>> BEGIN
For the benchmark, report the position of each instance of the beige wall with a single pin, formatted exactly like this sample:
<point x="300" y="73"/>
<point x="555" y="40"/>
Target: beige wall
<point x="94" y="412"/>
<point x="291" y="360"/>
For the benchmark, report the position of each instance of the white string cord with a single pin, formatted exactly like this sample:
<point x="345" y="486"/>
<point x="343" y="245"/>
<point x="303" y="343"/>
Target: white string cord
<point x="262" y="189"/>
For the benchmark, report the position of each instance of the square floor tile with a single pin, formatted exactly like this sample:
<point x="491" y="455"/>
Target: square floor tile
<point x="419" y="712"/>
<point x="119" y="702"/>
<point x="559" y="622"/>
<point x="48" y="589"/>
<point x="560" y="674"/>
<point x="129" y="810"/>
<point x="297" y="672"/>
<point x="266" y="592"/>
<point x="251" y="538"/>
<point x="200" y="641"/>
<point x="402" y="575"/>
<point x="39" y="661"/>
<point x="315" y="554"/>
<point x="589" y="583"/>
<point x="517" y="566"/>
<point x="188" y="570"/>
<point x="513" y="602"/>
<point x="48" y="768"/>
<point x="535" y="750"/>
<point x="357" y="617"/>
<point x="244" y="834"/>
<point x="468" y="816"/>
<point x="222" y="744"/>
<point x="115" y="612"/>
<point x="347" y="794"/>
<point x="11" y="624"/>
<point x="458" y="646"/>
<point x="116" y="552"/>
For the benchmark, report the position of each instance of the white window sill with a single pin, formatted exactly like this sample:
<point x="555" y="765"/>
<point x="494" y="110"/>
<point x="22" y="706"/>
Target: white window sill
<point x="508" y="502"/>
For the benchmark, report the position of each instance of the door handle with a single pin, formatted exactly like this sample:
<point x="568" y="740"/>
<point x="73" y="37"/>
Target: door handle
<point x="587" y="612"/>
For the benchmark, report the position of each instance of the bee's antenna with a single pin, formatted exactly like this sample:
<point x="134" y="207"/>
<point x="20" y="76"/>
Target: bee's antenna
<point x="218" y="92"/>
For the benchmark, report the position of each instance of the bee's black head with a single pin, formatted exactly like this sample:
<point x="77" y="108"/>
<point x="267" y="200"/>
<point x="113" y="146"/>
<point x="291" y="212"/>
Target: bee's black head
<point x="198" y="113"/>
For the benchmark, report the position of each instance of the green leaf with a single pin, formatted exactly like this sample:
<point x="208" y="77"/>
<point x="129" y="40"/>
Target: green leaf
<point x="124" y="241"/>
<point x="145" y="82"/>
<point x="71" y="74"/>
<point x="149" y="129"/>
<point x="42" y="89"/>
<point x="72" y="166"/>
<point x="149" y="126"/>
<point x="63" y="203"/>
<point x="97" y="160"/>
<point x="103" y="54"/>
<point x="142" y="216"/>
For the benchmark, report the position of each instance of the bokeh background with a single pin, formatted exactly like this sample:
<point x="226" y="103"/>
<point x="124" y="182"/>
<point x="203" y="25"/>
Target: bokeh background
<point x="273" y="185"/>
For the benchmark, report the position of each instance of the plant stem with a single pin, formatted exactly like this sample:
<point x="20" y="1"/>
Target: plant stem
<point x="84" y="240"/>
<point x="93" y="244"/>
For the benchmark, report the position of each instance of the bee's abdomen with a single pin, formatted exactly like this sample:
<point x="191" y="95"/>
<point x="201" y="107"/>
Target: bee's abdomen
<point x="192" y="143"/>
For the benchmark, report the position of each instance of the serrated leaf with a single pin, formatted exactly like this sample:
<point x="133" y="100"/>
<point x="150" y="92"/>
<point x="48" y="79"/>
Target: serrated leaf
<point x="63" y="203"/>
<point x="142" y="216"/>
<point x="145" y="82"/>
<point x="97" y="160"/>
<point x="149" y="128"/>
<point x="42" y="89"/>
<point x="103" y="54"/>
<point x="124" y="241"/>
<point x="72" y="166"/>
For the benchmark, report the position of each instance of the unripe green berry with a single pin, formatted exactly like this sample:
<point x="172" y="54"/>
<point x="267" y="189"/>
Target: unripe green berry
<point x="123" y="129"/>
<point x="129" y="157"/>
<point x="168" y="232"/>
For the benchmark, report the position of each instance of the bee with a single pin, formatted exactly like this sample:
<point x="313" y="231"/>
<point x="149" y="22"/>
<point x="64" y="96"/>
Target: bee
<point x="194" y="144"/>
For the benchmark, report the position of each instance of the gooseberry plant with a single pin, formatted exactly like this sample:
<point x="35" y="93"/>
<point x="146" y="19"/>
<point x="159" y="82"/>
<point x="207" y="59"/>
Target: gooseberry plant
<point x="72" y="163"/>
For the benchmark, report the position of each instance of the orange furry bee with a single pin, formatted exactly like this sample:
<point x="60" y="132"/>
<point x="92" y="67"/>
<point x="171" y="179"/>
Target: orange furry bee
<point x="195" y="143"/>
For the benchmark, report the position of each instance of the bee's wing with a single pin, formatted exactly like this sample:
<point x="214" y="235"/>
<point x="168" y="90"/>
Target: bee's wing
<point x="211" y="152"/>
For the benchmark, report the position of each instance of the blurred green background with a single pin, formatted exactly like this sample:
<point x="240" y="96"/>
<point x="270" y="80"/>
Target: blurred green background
>> END
Work instructions:
Starting at the line that contains "of the orange", repeat each line exactly through the last one in the listing. Include both of those lines and nothing more.

Task result:
For the benchmark, report the position of each instance of the orange furry bee with a single pin, formatted exactly like this sample:
<point x="60" y="132"/>
<point x="92" y="67"/>
<point x="171" y="179"/>
Target: orange furry bee
<point x="195" y="143"/>
For the benchmark, report the position of each instance of the bee's wing with a single pin, formatted exactly like this sample:
<point x="214" y="235"/>
<point x="168" y="90"/>
Target: bee's wing
<point x="211" y="152"/>
For the benchmark, report the position of each instance of the blurred green background with a single pin, formatted exactly like this sample:
<point x="240" y="96"/>
<point x="270" y="80"/>
Target: blurred green background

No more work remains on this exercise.